**KUTIPAN TEKS**
Minggu, 19 Desember 2021

MAKNA SIMBOLIK ULOS DALAM ADAT MENINGGAL BATAK TOBA



Menutup jenazah dengan ulos tidak ada kaitannya dengan kepercayaan lama atau pelebegu. Acara penutupan jenazah hanyalah lambang pernyataan duka yang mendalam secara adat. Kalau dalam Kitab Suci yang meninggal itu dibungkus dengan kain kafan, yaitu kain lenan yang putih bersih, di adat Batak dengan kain tenunan Batak yang namanya ulos. Dengan ditutupnya jenazah dengan ulos, maka secara adat kematian itu sudah sah. Ulos penutup jenazah itu disebut ulos saput. Setelah ulos saput dibentangkan di atas jenazah, barulah diberi ulos ulos tujung dan ulos sampetua kepada pasangan yang ditinggal mati, diikuti dengan pemberian ulos holong kepada anak yang ditinggal mati.

**TUJUAN LATIHAN**
Bisakah Anda menuliskan kembali bagian teks tentang ulos itu tanpa perubahan, mulai dari "MAKNA SIMBOLIK ULOS" dan berakhir pada "yang ditinggal mati."? Materi sesudah ini tidak diperlukan.

**DATA YANG DITAMPILKAN**
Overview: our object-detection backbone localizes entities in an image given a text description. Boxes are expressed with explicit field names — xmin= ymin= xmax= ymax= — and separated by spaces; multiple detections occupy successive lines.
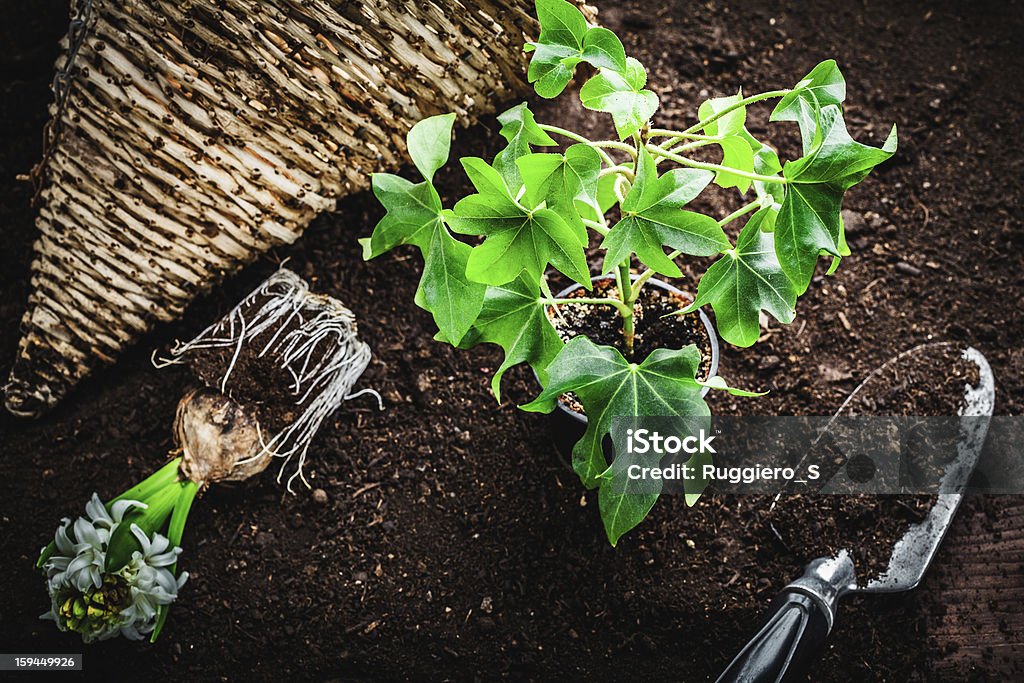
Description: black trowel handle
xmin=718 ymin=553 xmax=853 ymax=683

**HASIL KELUARAN**
MAKNA SIMBOLIK ULOS DALAM ADAT MENINGGAL BATAK TOBA



Menutup jenazah dengan ulos tidak ada kaitannya dengan kepercayaan lama atau pelebegu. Acara penutupan jenazah hanyalah lambang pernyataan duka yang mendalam secara adat. Kalau dalam Kitab Suci yang meninggal itu dibungkus dengan kain kafan, yaitu kain lenan yang putih bersih, di adat Batak dengan kain tenunan Batak yang namanya ulos. Dengan ditutupnya jenazah dengan ulos, maka secara adat kematian itu sudah sah. Ulos penutup jenazah itu disebut ulos saput. Setelah ulos saput dibentangkan di atas jenazah, barulah diberi ulos ulos tujung dan ulos sampetua kepada pasangan yang ditinggal mati, diikuti dengan pemberian ulos holong kepada anak yang ditinggal mati.